Consigne 1. Extrayez du texte sur le blocage du Mirail tout ce qui va de « A l’université Toulouse-Jean-Jaurès » jusqu'à « normal des cours. ».
Consigne 2. Selon le texte sur le blocage du Mirail, depuis quelle date le troisième étage du bâtiment de l'Arche est-il occupé en permanence ?

Extrait choisi.
A l’université Toulouse-Jean-Jaurès (dite du « Mirail »), une minorité de profs et d’étudiants impose sa lutte contre le système patriarcalo-racisto-capitaliste et empêche, depuis plusieurs semaines, tout déroulement normal des cours.
A Toulouse, depuis maintenant plusieurs mois, l’université du Mirail est une fois de plus « en lutte ». C’est le 1er février que la mobilisation estudiantine a pris de l’ampleur : ce jour-là, l’étudiant à qui il aurait pris l’envie de venir en cours n’aurait trouvé que des bâtiments barricadés par des chaises ou des poubelles renversées, des étudiants brandissant malgré le froid leurs audacieuses banderoles (« Non à la fusion », « Sélection non »), et des haut-parleurs diffusant, entre deux versions de Bella Ciao, un appel à participer à l’Assemblée générale (AG) dans le grand amphi à 10h30.
« Des gens y dorment, y mangent, y vivent, des soirées ont été organisées, des ateliers militants ou non s’y sont tenus »
Depuis ce jour, le blocage total de l’université toulousaine de lettres et sciences humaines a été reconduit à plusieurs reprises : d’abord ponctuellement le 6 et le 15 février, puis, actuellement, depuis le 6 mars. Cela fait donc trois semaines qu’aucun cours n’a pu avoir lieu. Mais rassurez-vous : certains étudiants du Mirail ont trouvé de quoi s’occuper. En effet, en parallèle, d’autres entreprises plus ou moins cocasses ont été menées par des groupes d’extrême gauche : par exemple, l’occupation permanente du troisième étage du bâtiment de l’Arche, sur le campus, depuis le 8 février (« des gens y dorment, y mangent, y vivent, des soirées ont été organisées, des ateliers militants ou non s’y sont tenus », nous dit la page Facebook du mouvement : on pourra en effet assister à des ateliers de réalisation de banderoles, voir un documentaire intitulé « Ghetto expérimental », et manger à la « cantine solidaire »). Ou encore, l’organisation de diverses conférences, avec des professeurs parfois plus enclins à se mobiliser que leurs étudiants. Tout cela rythmé par les AG, au moins deux fois par semaine, qui votent à chaque fois le renouvellement du blocage.

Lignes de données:
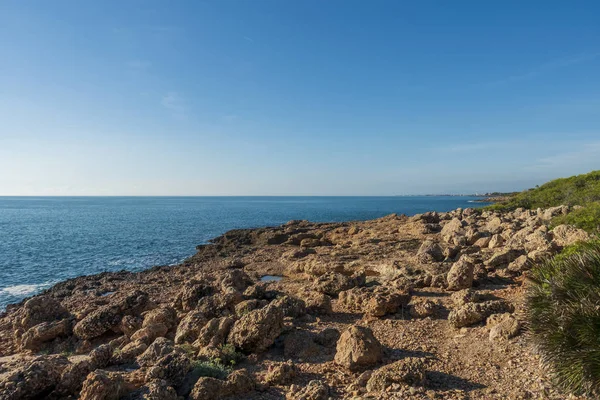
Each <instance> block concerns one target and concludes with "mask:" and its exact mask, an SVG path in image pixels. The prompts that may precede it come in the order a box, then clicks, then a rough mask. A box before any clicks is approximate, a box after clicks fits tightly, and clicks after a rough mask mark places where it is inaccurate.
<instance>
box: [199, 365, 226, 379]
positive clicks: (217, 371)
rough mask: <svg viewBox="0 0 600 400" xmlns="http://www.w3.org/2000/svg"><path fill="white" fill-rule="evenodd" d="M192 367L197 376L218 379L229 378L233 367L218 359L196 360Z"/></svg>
mask: <svg viewBox="0 0 600 400" xmlns="http://www.w3.org/2000/svg"><path fill="white" fill-rule="evenodd" d="M192 369H193V370H194V372H195V373H196V374H197V376H208V377H211V378H217V379H227V376H228V375H229V373H230V372H231V368H229V367H226V366H224V365H222V364H220V363H218V362H216V361H199V360H197V361H194V362H193V363H192Z"/></svg>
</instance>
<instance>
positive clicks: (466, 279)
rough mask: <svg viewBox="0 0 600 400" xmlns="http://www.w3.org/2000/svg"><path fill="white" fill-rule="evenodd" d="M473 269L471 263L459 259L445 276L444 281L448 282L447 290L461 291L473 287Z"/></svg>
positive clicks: (471, 263)
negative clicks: (444, 280)
mask: <svg viewBox="0 0 600 400" xmlns="http://www.w3.org/2000/svg"><path fill="white" fill-rule="evenodd" d="M474 269H475V267H474V265H473V263H472V262H471V261H470V260H468V259H466V258H461V259H460V260H458V261H457V262H455V263H454V264H453V265H452V267H451V268H450V271H448V275H447V276H446V281H447V282H448V286H447V289H448V290H461V289H468V288H470V287H471V286H473V278H474V276H473V271H474Z"/></svg>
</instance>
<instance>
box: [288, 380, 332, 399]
mask: <svg viewBox="0 0 600 400" xmlns="http://www.w3.org/2000/svg"><path fill="white" fill-rule="evenodd" d="M285 398H286V400H328V399H329V386H327V385H326V384H325V383H323V382H321V381H319V380H312V381H310V382H308V384H307V385H306V386H298V385H292V386H291V387H290V391H289V392H288V393H287V394H286V396H285Z"/></svg>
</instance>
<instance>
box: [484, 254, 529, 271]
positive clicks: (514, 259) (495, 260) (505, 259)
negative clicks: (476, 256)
mask: <svg viewBox="0 0 600 400" xmlns="http://www.w3.org/2000/svg"><path fill="white" fill-rule="evenodd" d="M522 254H523V250H520V249H503V250H500V251H498V252H496V253H494V255H493V256H492V257H491V258H490V259H489V260H487V261H486V265H489V266H490V267H494V268H499V267H502V266H508V264H510V263H511V262H513V261H514V260H516V259H517V257H519V256H520V255H522Z"/></svg>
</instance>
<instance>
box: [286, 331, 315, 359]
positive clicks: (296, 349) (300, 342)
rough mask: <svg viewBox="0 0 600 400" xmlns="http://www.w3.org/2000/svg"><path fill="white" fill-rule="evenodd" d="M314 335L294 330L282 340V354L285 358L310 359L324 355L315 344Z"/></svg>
mask: <svg viewBox="0 0 600 400" xmlns="http://www.w3.org/2000/svg"><path fill="white" fill-rule="evenodd" d="M315 339H316V335H315V334H313V333H312V332H310V331H306V330H302V329H295V330H293V331H291V332H289V333H287V334H286V335H285V337H284V338H283V354H284V356H285V357H287V358H295V359H302V360H306V359H312V358H314V357H317V356H319V355H321V354H323V353H324V351H323V350H324V349H323V348H322V347H321V346H319V345H318V344H317V343H316V342H315Z"/></svg>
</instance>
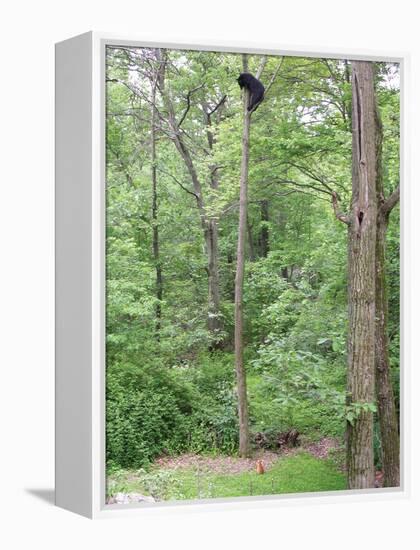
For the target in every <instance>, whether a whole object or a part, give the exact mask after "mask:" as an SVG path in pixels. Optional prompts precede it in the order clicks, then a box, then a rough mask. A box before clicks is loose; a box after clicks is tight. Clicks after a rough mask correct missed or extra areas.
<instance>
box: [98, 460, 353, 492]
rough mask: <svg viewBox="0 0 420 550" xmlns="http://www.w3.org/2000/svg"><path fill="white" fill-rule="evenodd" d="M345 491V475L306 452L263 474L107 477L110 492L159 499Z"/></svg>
mask: <svg viewBox="0 0 420 550" xmlns="http://www.w3.org/2000/svg"><path fill="white" fill-rule="evenodd" d="M345 488H346V480H345V475H344V474H343V473H342V472H339V471H338V470H337V468H336V466H335V465H334V464H333V463H332V462H331V461H329V460H322V459H318V458H315V457H313V456H312V455H310V454H308V453H306V452H300V453H298V454H296V455H293V456H286V457H281V458H279V460H278V462H276V463H275V464H274V465H273V466H272V467H271V468H270V469H269V470H268V471H266V473H265V474H263V475H258V474H257V473H256V472H243V473H238V474H214V473H211V472H203V471H201V472H199V471H197V469H182V470H181V469H178V470H163V469H157V468H155V469H152V470H151V471H150V472H148V473H146V472H144V471H138V472H135V471H127V470H120V471H118V472H115V473H114V474H112V475H110V476H109V477H108V492H109V493H110V494H115V493H117V492H124V493H129V492H132V493H141V494H144V495H152V496H153V497H155V499H156V500H185V499H197V498H220V497H239V496H256V495H272V494H273V495H274V494H285V493H302V492H315V491H335V490H341V489H345Z"/></svg>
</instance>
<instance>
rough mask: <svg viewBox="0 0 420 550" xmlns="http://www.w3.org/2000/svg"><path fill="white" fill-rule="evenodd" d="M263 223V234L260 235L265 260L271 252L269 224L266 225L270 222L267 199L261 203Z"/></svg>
mask: <svg viewBox="0 0 420 550" xmlns="http://www.w3.org/2000/svg"><path fill="white" fill-rule="evenodd" d="M261 221H262V222H263V225H262V227H261V233H260V249H261V256H262V257H263V258H266V257H267V256H268V252H269V250H270V240H269V233H268V227H267V223H265V222H268V221H269V212H268V200H267V199H264V200H262V201H261Z"/></svg>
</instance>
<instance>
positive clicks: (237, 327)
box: [235, 90, 251, 457]
mask: <svg viewBox="0 0 420 550" xmlns="http://www.w3.org/2000/svg"><path fill="white" fill-rule="evenodd" d="M248 96H249V92H248V90H245V93H244V127H243V133H242V161H241V180H240V195H239V228H238V249H237V255H236V258H237V260H236V261H237V263H236V278H235V368H236V383H237V391H238V412H239V455H240V456H241V457H247V456H248V455H249V426H248V398H247V391H246V371H245V365H244V348H243V283H244V268H245V240H246V228H247V223H246V222H247V206H248V204H247V203H248V164H249V131H250V123H251V114H250V113H249V112H248V109H247V107H248V100H249V98H248Z"/></svg>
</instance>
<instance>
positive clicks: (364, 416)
mask: <svg viewBox="0 0 420 550" xmlns="http://www.w3.org/2000/svg"><path fill="white" fill-rule="evenodd" d="M348 224H349V225H348V227H349V230H348V231H349V243H348V302H349V304H348V305H349V334H348V373H347V391H348V398H349V399H348V405H349V407H350V409H352V410H353V412H354V419H353V421H352V422H348V423H347V476H348V487H349V489H364V488H367V487H373V486H374V481H375V471H374V460H373V412H372V410H369V407H366V405H367V406H369V405H370V404H373V403H374V399H375V253H376V226H377V198H376V124H375V89H374V79H373V65H372V63H371V62H367V61H354V62H353V63H352V200H351V211H350V214H349V219H348Z"/></svg>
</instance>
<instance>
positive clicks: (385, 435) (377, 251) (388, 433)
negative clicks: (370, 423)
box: [375, 108, 400, 487]
mask: <svg viewBox="0 0 420 550" xmlns="http://www.w3.org/2000/svg"><path fill="white" fill-rule="evenodd" d="M376 135H377V146H376V150H377V167H376V171H377V173H376V194H377V200H378V205H380V207H379V208H378V218H377V228H376V280H375V287H376V313H375V317H376V335H375V366H376V369H375V375H376V380H375V382H376V396H377V402H378V417H379V425H380V431H381V444H382V467H383V471H384V487H399V485H400V437H399V429H398V417H397V413H396V409H395V399H394V391H393V388H392V381H391V371H390V364H389V340H388V296H387V289H386V274H385V248H386V232H387V229H388V220H389V214H390V212H391V209H392V208H393V206H394V205H395V204H396V201H392V202H391V203H390V202H389V201H385V200H384V189H383V178H382V123H381V119H380V114H379V110H378V108H376Z"/></svg>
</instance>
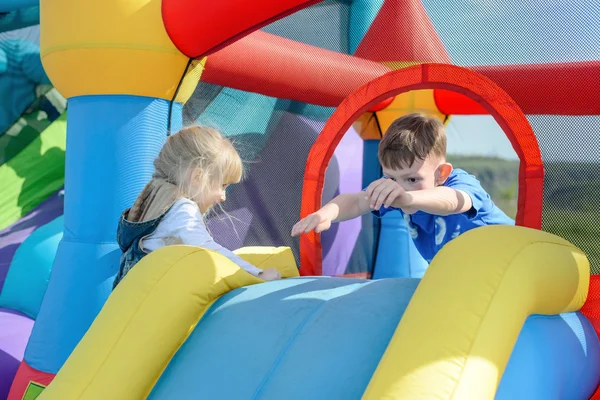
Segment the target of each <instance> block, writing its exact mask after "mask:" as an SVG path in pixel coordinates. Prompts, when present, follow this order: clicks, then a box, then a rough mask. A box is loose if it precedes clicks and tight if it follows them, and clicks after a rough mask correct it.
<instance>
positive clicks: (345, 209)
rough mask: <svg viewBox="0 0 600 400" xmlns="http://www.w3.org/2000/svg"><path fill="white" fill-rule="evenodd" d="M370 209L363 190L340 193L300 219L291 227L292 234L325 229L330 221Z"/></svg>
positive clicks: (351, 216)
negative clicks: (291, 227) (304, 217)
mask: <svg viewBox="0 0 600 400" xmlns="http://www.w3.org/2000/svg"><path fill="white" fill-rule="evenodd" d="M369 211H370V208H369V198H368V197H367V195H366V193H365V192H359V193H344V194H340V195H339V196H337V197H336V198H334V199H333V200H331V201H330V202H329V203H327V204H325V205H324V206H323V207H322V208H321V209H320V210H318V211H317V212H314V213H312V214H310V215H309V216H307V217H305V218H303V219H301V220H300V221H298V222H297V223H296V225H294V227H293V228H292V236H298V235H301V234H303V233H308V232H310V231H313V230H314V231H315V232H317V233H320V232H323V231H326V230H327V229H329V227H330V226H331V223H332V222H341V221H346V220H349V219H353V218H356V217H359V216H361V215H363V214H366V213H367V212H369Z"/></svg>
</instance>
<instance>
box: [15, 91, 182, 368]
mask: <svg viewBox="0 0 600 400" xmlns="http://www.w3.org/2000/svg"><path fill="white" fill-rule="evenodd" d="M68 106H69V114H68V120H67V129H68V130H67V159H66V168H65V169H66V171H65V213H64V223H65V227H64V236H63V239H62V240H61V242H60V244H59V247H58V252H57V255H56V260H55V262H54V266H53V271H52V275H51V278H50V282H49V284H48V289H47V292H46V296H45V297H44V301H43V303H42V307H41V309H40V312H39V315H38V319H37V321H36V324H35V326H34V328H33V332H32V334H31V339H30V341H29V344H28V346H27V350H26V352H25V360H26V361H27V363H28V364H29V365H30V366H32V367H33V368H36V369H38V370H41V371H43V372H50V373H56V372H57V371H58V370H59V369H60V367H61V366H62V364H63V363H64V361H65V360H66V359H67V357H68V356H69V354H70V353H71V351H72V350H73V348H74V347H75V345H76V344H77V343H78V342H79V340H80V339H81V337H82V336H83V334H84V333H85V332H86V330H87V329H88V327H89V326H90V324H91V323H92V321H93V320H94V318H95V317H96V315H97V314H98V312H99V311H100V309H101V308H102V305H103V304H104V302H105V301H106V299H107V297H108V295H109V294H110V291H111V288H112V280H113V277H114V275H115V274H116V272H117V270H118V267H119V257H120V254H121V253H120V250H119V248H118V246H117V243H116V229H117V223H118V219H119V216H120V214H121V213H122V212H123V210H125V209H126V208H128V207H131V205H132V204H133V202H134V200H135V198H136V197H137V195H138V194H139V193H140V191H141V190H142V188H143V187H144V186H145V184H146V183H147V182H148V181H149V180H150V177H151V176H152V173H153V171H154V167H153V161H154V159H155V157H156V156H157V155H158V153H159V151H160V149H161V147H162V145H163V143H164V142H165V139H166V132H167V115H168V114H167V113H168V106H169V102H167V101H165V100H160V99H153V98H148V97H136V96H124V95H123V96H117V95H114V96H113V95H110V96H82V97H75V98H72V99H70V100H69V105H68ZM173 112H174V115H175V118H174V124H173V126H174V128H175V129H177V128H179V126H178V125H180V123H181V117H180V115H181V106H180V105H179V104H175V105H174V110H173Z"/></svg>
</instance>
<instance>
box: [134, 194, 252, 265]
mask: <svg viewBox="0 0 600 400" xmlns="http://www.w3.org/2000/svg"><path fill="white" fill-rule="evenodd" d="M172 244H186V245H191V246H198V247H203V248H205V249H208V250H213V251H216V252H218V253H221V254H222V255H224V256H225V257H227V258H229V259H230V260H231V261H233V262H234V263H236V264H237V265H238V266H240V267H241V268H243V269H244V270H246V271H248V272H249V273H251V274H252V275H255V276H257V275H258V274H259V273H261V272H262V270H261V269H259V268H257V267H255V266H254V265H252V264H250V263H248V262H246V261H244V260H243V259H242V258H241V257H239V256H238V255H236V254H235V253H233V252H232V251H231V250H229V249H226V248H225V247H223V246H221V245H220V244H218V243H217V242H215V241H214V239H213V238H212V236H211V235H210V233H209V232H208V229H207V228H206V224H205V223H204V219H203V218H202V214H201V213H200V209H199V208H198V205H197V204H196V203H194V202H193V201H192V200H189V199H185V198H181V199H179V200H177V201H176V202H175V204H173V206H172V207H171V209H170V210H169V211H168V212H167V213H166V214H165V216H164V217H163V219H162V221H161V222H160V223H159V224H158V227H157V228H156V230H155V231H154V233H152V235H150V236H148V237H147V238H145V239H144V240H143V241H142V248H143V249H144V250H145V251H147V252H151V251H154V250H157V249H159V248H161V247H164V246H167V245H172Z"/></svg>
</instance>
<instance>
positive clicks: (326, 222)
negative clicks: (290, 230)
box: [292, 211, 331, 236]
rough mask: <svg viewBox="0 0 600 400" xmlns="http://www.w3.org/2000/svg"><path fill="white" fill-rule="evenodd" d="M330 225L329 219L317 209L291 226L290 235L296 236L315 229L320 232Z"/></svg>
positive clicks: (300, 234) (326, 229)
mask: <svg viewBox="0 0 600 400" xmlns="http://www.w3.org/2000/svg"><path fill="white" fill-rule="evenodd" d="M330 227H331V219H329V218H328V217H327V216H325V215H323V213H321V212H319V211H317V212H315V213H312V214H310V215H309V216H307V217H306V218H303V219H301V220H300V221H298V222H297V223H296V225H294V227H293V228H292V236H298V235H301V234H303V233H308V232H310V231H315V232H316V233H321V232H323V231H326V230H327V229H329V228H330Z"/></svg>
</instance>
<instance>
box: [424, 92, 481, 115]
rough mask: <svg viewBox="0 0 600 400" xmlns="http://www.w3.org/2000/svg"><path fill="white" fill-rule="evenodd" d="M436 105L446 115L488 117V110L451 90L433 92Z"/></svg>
mask: <svg viewBox="0 0 600 400" xmlns="http://www.w3.org/2000/svg"><path fill="white" fill-rule="evenodd" d="M433 99H434V101H435V105H436V107H437V108H438V110H440V112H441V113H442V114H445V115H481V114H484V115H487V113H488V112H487V110H486V109H485V108H483V106H482V105H481V104H479V103H478V102H476V101H475V100H473V99H471V98H469V97H467V96H465V95H464V94H461V93H457V92H451V91H449V90H443V89H437V90H434V91H433Z"/></svg>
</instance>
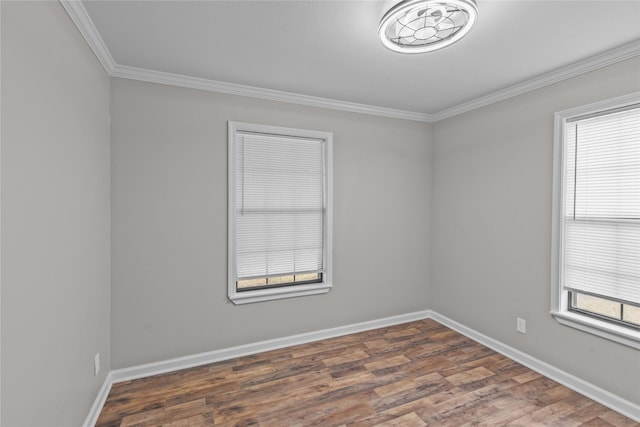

Réponse 1.
A l’université Toulouse-Jean-Jaurès (dite du « Mirail »), une minorité de profs et d’étudiants impose sa lutte contre le système patriarcalo-racisto-capitaliste et empêche, depuis plusieurs semaines, tout déroulement normal des cours.

Réponse 2. Depuis le 8 février.